**COMPITO A**
Elenchi le persone che, secondo l'intervista sull'atto notarile del 1714, presero parte alla transazione.
**COMPITO B**
Prosegua l'intervista sull'atto notarile del 1714 partendo dall'ultima risposta riportata.

**ESTRATTO DEL TESTO**
★ ★ ★ ★
E allora Vincenzo, come hai fatto a scoprire questo documento, fra l’altro scritto in spagnolo, spesso difficilmente traducibile?
“Ormai da diversi anni sto cercando di ricostruire l’albero genealogico della mia famiglia che ha ampie diramazioni nel cagliaritano e comprende in particolare le famiglie Sanna, Collu, Usai, Mostallino, Mattana, Falqui, Farci, Olives, Zanda, Mandas, Roger, ecc., a incominciare dagli inizi del ‘600 fino ai giorni nostri. Lavoro faticoso ma gratificante visti i risultati ottenuti consultando innumerevoli faldoni dell’archivio della Curia Arcivescovile e dell’Archivio di Stato di Cagliari”.

Un lavoro prezioso ma che richiede una memoria eccezionale. Non è certamente facile ricostruire tutti i collegamenti familiari attraverso i secoli.
Beh, effettivamente ho una buona memoria e sono in grado di ricostruire dettagliatamente tutti i collegamenti e gli intrecci delle diverse famiglie nei secoli”

Allora veniamo al dunque, di cosa tratta il documento da te rinvenuto?
Consultando il fondo notarile Baldassarre Mereu n. 1386, atti notori legati – dal foglio 507 al foglio 510 – del 26 febbraio 1714, ho scoperto un atto che parlava della transazione fra le sorelle Maria Monserrata e Antonia Frachi e i rispettivi mariti Salvador Trunqueddu e Sisini Puxeddu (a quei tempi le donne dovevano obbligatoriamente essere assistite dal marito e, se vedove, da un procuratore). Si badi bene che il cognome Trunqueddu è spesso associato al cognome Olives o/e Alivesi e Frachi ai cognomi Fracci/ Farci o Falchi/ Falqui. Maria Monserrata cedette una casetta alla sorella Antonia ottenendo in cambio di un appezzamento di terreno. Il terreno, assieme ad un altro di sua proprietà, erano destinati ad essere venduti per pagare i debiti contratti durante la prigionia del marito Salvador Trunqueddu e del figlio. Ecco che spunta il luogo di detenzione dei familiari, ovvero il carcere di san Saturno in Cagliari. Secondo me le carceri furono costruite fra il 1669 e il 1714 nelle aree liberate dalla demolizione dei bracci nord e sud della basilica. Fra l’altro il materiale demolito fu utilizzato per ristrutturare la cattedrale di Cagliari. E sicuramente le demolizioni continuarono, perché, da un ritratto di Cagliari eseguito qualche tempo dopo l’assedio francese del 1793, la basilica risulta priva di opere murarie esterne e appare esclusivamente la struttura centrale. Questo presumibilmente può spiegare perché non ne sono state rinvenute tracce delle prigioni”.
★ ★ ★ ★
**ESTRATTO DEI DATI**
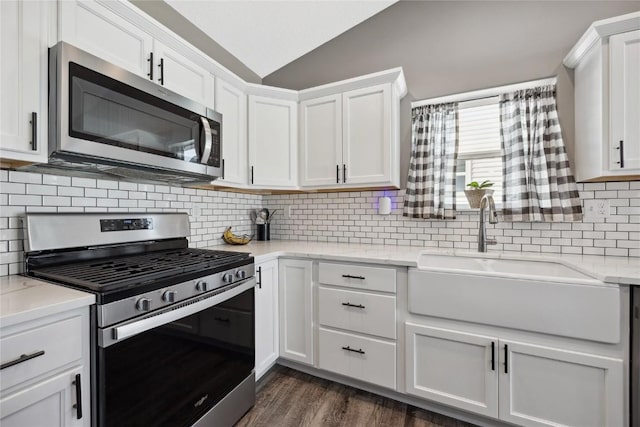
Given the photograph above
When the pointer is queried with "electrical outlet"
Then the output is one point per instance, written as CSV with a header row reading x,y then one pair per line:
x,y
596,208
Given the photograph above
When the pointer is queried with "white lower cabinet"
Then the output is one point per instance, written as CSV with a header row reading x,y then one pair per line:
x,y
295,290
543,386
44,380
266,332
452,367
520,383
49,403
363,358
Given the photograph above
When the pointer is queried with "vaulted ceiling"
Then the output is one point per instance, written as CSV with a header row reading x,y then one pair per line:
x,y
267,35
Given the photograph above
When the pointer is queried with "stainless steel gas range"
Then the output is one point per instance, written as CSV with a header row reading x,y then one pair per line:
x,y
173,327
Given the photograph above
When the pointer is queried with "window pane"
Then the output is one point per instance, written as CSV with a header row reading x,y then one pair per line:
x,y
479,128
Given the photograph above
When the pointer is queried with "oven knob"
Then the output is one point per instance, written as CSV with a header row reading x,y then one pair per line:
x,y
143,304
169,296
202,286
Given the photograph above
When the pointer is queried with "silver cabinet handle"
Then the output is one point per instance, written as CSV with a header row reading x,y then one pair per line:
x,y
206,153
34,131
621,153
22,358
348,304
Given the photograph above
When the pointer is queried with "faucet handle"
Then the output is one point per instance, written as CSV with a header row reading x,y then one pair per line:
x,y
493,217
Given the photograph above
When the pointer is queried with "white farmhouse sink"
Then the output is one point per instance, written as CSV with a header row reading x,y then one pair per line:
x,y
509,267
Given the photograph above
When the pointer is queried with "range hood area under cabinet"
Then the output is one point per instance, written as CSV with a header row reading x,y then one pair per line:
x,y
261,146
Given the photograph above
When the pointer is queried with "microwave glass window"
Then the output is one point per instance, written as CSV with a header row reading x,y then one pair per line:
x,y
109,112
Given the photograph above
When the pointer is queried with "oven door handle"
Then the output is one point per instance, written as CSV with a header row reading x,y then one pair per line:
x,y
115,334
208,141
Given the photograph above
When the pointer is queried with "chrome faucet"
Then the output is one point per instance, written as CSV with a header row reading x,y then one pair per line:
x,y
487,199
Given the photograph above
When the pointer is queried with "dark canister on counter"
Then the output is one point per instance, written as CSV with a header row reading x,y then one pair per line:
x,y
263,231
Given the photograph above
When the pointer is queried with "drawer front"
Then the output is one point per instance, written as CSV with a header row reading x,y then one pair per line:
x,y
358,277
358,311
60,341
366,359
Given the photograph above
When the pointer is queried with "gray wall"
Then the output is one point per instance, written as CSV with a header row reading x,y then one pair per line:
x,y
447,47
167,16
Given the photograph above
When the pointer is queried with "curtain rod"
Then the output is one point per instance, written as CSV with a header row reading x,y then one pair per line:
x,y
484,93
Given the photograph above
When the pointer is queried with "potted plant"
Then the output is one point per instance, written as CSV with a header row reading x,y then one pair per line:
x,y
476,191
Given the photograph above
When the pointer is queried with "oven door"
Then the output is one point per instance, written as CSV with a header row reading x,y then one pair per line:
x,y
170,370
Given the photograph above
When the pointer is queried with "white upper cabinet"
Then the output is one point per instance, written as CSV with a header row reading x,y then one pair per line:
x,y
273,125
625,101
118,33
321,141
349,132
231,102
178,73
366,149
94,28
606,60
23,80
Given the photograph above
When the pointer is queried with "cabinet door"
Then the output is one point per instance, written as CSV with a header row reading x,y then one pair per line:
x,y
272,141
231,102
542,386
91,26
367,135
266,316
625,102
455,368
49,403
181,75
296,310
23,77
321,141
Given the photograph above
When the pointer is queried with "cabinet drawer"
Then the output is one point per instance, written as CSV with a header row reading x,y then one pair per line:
x,y
358,276
358,311
365,359
60,341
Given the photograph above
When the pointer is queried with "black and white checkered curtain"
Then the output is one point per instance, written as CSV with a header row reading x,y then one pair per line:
x,y
431,183
538,183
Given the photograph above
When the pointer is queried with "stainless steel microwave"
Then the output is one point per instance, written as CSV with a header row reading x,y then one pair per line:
x,y
122,124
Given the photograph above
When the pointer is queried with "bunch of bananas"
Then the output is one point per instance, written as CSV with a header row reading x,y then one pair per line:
x,y
233,239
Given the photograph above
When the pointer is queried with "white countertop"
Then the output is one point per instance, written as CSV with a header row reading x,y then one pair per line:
x,y
24,298
619,270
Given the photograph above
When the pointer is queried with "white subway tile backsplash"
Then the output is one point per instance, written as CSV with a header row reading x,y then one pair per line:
x,y
26,177
23,200
322,215
130,186
349,217
71,191
56,180
43,190
83,182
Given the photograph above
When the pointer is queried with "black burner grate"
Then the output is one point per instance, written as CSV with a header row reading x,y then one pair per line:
x,y
138,269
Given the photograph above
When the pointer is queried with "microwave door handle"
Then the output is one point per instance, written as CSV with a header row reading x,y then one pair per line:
x,y
206,153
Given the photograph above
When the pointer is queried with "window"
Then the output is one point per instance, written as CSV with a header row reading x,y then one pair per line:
x,y
479,152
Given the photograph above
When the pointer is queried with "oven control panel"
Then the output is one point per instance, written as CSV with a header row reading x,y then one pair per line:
x,y
126,224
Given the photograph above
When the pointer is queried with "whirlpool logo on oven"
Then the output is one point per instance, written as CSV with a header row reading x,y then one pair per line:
x,y
200,401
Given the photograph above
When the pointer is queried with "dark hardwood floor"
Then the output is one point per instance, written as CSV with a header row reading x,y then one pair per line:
x,y
288,398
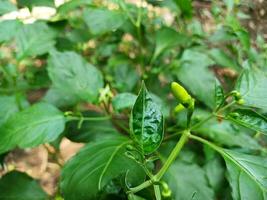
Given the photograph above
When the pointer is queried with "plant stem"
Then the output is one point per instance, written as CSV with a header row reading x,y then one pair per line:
x,y
166,165
201,122
70,118
157,192
141,186
210,144
173,154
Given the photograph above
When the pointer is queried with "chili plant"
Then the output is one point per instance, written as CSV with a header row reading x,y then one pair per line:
x,y
196,129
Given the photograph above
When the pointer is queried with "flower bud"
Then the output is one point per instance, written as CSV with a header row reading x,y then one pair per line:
x,y
180,93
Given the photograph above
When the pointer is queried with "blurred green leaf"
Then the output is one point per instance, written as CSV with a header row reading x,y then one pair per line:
x,y
71,73
60,98
31,3
10,105
71,5
35,125
123,100
219,94
168,38
247,175
249,119
221,58
8,29
90,130
146,122
101,20
202,85
252,86
20,186
89,171
34,39
6,6
186,8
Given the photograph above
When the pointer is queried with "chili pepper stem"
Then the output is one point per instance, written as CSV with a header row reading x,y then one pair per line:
x,y
173,154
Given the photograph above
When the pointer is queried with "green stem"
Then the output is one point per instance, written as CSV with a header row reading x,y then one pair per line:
x,y
141,186
129,15
210,144
169,137
173,154
157,192
201,122
70,118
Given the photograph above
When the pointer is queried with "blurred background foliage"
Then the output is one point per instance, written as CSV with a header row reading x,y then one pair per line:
x,y
89,57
★ ★ ★ ★
**RISPOSTA A**
Maria Monserrata Frachi, Antonia Frachi, Salvador Trunqueddu, Sisini Puxeddu

**RISPOSTA B**
Notizie interessantiVincenzo, ma non è proprio nel 1714 che la basilica di san Saturnino fu dedicata ai santi Cosma e Damiano?
Precisamente. La concessione alla corporazione dei medici e speziali (=farmacisti) fu fatta nel 1714 ma in data successiva all’atto da me rinvenuto. Infatti l’atto che riporta la prigione di san Saturno risale al 26 febbraio, mentre l’intitolazione ai santi Cosma e Damiano risale al 13 novembre 1714. Per inciso, la corporazione si estinse nel 1928. Ricordo che la basilica di san Saturnino divenne monumento storico nel 1939. A seguito del bombardamento del 1943 subì notevoli danni, fu restaurata da Raffaello Delogu fra il 1949 e il 1952, e fu riconsacrata al culto il 28 ottobre 2004 in occasione del 17° centenario del martirio del santo”.

Già, eravamo a conoscenza dei lavori eseguiti dal Delogu e prima di lui dal Taramelli e da Dionigi Scano, ma nei loro lavori di ristrutturazione e di recupero non appaiono notizie che possano far riferimento a vani adibiti a carceri. Ripetiamo, fino a prova contraria, ci pare una notizia inedita di estrema importanza. Grazie Vincenzo per averci dato la notizia in anteprima. Hai qualche ringraziamento particolare da fare?
“Certamente, ho avuto l’aiuto disinteressato di amici e studiosi. In particolare desidero ringraziare Aldo Pillitu e Franco Cominu, oltre ovviamente la direttrice dell’Archivio di Stato, dott.ssa Marinella Ferrai Cocco Ortu, la dott.ssa Carla Marongiu e la direttrice della sala studio dello stesso Archivio dott.ssa Adriana Gallistru”.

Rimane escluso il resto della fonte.